--- INSTRUCTION ---
Gather every line of the rows below that contains the string "landscaping". Case counts.

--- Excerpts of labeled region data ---
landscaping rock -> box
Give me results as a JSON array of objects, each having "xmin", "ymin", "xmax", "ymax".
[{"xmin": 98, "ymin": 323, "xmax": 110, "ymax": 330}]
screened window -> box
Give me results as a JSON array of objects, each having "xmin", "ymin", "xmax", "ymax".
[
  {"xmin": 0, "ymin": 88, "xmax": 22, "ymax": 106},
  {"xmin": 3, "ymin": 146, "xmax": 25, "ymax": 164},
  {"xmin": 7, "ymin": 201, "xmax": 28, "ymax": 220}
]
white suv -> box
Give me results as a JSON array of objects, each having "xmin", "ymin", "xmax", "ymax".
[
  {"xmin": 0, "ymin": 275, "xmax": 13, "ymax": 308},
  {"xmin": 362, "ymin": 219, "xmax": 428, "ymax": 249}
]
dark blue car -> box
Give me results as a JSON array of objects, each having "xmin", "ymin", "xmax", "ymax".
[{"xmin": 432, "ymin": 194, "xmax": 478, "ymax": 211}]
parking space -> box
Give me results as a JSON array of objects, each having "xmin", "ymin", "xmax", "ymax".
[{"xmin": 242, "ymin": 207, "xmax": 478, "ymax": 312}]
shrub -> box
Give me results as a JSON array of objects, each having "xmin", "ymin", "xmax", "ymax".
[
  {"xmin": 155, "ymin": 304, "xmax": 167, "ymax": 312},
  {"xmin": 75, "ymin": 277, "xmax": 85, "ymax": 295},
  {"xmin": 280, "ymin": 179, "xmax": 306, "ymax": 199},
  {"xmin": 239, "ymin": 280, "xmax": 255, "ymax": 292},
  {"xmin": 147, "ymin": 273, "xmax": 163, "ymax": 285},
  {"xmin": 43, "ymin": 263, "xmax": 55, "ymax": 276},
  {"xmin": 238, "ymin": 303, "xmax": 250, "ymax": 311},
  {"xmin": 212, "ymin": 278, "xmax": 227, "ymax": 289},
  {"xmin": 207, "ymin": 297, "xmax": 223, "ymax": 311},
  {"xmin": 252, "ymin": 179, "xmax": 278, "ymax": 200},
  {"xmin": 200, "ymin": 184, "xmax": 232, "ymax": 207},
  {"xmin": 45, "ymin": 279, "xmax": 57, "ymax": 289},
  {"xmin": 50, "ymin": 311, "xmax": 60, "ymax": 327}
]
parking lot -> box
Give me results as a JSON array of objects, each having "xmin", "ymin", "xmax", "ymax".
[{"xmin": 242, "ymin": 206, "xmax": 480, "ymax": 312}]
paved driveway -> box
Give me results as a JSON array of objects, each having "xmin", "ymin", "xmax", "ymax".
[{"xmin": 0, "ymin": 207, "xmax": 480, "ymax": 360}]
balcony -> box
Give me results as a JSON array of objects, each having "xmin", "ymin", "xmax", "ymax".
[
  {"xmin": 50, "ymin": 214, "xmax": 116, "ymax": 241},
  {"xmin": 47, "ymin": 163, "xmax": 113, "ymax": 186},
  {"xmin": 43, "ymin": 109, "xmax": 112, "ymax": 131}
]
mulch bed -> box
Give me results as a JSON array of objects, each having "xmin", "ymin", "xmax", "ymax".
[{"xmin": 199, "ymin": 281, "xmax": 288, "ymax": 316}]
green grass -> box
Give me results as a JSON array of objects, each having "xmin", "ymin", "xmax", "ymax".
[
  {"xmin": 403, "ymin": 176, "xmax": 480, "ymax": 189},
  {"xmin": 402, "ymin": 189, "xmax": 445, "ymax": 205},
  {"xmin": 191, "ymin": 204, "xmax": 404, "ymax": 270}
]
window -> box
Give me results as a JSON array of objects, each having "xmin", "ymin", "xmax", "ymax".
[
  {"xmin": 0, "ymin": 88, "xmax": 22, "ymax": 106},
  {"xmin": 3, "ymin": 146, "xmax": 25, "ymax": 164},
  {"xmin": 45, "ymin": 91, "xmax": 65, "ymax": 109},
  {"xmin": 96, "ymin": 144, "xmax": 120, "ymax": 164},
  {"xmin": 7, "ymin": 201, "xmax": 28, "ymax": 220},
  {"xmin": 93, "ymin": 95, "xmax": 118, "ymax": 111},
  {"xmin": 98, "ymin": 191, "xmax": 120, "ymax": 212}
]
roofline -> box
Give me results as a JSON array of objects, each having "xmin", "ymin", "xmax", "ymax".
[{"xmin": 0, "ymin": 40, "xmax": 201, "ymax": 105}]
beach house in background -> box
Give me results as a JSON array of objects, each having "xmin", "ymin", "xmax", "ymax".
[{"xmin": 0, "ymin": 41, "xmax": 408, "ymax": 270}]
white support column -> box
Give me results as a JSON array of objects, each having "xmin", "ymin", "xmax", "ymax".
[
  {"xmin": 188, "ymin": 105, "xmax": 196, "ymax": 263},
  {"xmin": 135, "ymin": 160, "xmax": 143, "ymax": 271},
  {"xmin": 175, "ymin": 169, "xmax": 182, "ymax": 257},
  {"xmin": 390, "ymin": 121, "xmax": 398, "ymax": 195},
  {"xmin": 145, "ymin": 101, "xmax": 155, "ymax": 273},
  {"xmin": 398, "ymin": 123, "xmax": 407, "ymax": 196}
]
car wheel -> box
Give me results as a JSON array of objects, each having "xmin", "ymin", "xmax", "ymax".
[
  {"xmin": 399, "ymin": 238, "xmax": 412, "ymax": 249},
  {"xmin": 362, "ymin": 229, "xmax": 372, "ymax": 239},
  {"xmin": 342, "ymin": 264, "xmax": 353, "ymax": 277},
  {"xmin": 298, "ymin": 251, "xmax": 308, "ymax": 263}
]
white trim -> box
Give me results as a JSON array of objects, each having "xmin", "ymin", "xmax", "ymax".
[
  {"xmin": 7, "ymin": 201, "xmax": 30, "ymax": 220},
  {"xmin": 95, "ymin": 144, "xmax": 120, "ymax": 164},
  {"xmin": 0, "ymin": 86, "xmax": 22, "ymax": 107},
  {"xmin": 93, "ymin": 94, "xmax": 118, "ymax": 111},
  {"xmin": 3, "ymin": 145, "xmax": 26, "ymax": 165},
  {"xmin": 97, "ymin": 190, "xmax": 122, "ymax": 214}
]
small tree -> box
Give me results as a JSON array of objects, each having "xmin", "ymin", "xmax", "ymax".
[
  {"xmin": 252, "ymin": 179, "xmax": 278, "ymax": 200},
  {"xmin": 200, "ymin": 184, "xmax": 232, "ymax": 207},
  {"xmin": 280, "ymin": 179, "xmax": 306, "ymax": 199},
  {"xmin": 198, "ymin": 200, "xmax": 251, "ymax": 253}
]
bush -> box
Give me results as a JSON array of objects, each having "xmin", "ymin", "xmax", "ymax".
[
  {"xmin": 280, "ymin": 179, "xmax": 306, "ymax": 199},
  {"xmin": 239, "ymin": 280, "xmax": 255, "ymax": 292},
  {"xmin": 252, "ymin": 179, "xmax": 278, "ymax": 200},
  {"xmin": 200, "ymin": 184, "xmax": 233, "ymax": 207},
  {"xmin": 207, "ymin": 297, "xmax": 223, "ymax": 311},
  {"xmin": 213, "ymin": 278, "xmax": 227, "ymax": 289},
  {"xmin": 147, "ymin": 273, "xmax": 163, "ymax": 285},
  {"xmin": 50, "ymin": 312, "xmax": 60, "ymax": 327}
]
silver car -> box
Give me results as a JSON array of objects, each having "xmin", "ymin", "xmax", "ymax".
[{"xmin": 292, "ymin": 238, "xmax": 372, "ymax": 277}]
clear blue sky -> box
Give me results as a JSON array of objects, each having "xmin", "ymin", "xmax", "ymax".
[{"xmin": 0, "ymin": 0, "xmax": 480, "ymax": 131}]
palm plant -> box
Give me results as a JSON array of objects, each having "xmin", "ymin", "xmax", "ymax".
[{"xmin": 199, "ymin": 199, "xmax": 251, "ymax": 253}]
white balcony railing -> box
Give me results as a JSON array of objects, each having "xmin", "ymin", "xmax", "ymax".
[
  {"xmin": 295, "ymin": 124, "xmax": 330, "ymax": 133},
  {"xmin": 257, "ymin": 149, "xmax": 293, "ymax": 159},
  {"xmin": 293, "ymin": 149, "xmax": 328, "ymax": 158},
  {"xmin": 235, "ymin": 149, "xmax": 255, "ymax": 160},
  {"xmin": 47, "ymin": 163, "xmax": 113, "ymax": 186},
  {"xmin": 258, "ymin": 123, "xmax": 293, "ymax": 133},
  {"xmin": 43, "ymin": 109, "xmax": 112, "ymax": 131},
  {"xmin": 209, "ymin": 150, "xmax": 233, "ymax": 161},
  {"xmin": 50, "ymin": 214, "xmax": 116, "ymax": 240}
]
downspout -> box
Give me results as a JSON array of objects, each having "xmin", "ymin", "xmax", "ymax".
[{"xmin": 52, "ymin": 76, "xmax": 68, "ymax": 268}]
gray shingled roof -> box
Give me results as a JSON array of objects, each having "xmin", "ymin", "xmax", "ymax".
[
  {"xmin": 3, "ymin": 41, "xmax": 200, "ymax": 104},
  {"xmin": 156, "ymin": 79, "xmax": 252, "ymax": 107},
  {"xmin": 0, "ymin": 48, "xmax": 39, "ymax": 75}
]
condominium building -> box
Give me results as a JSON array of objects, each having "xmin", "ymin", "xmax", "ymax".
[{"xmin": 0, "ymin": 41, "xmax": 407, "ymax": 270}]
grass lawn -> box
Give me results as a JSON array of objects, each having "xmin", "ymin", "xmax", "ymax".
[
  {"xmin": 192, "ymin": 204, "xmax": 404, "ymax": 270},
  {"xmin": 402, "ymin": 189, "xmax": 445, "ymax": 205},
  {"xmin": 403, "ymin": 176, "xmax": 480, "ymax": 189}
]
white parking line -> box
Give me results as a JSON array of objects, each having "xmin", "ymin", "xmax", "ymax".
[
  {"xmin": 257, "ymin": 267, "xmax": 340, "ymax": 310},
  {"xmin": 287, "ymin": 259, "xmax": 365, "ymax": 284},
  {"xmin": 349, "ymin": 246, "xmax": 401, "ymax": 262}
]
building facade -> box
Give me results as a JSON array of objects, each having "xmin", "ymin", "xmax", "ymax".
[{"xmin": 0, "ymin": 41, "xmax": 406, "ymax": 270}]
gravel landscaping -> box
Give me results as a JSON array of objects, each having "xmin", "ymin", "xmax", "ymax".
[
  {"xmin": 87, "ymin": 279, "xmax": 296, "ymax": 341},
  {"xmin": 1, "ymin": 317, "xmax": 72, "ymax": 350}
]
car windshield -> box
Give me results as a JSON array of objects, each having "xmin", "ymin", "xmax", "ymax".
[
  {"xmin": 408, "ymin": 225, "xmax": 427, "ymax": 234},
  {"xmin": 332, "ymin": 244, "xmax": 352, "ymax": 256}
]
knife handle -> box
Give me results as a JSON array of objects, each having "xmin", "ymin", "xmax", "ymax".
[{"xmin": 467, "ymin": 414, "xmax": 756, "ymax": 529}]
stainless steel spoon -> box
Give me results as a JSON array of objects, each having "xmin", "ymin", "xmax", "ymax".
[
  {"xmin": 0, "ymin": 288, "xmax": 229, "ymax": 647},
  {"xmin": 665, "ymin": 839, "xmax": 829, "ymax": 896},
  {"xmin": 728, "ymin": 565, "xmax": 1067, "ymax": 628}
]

--- EXERCISE SOLUTION ---
landscaping rock -> box
gravel landscaping -> box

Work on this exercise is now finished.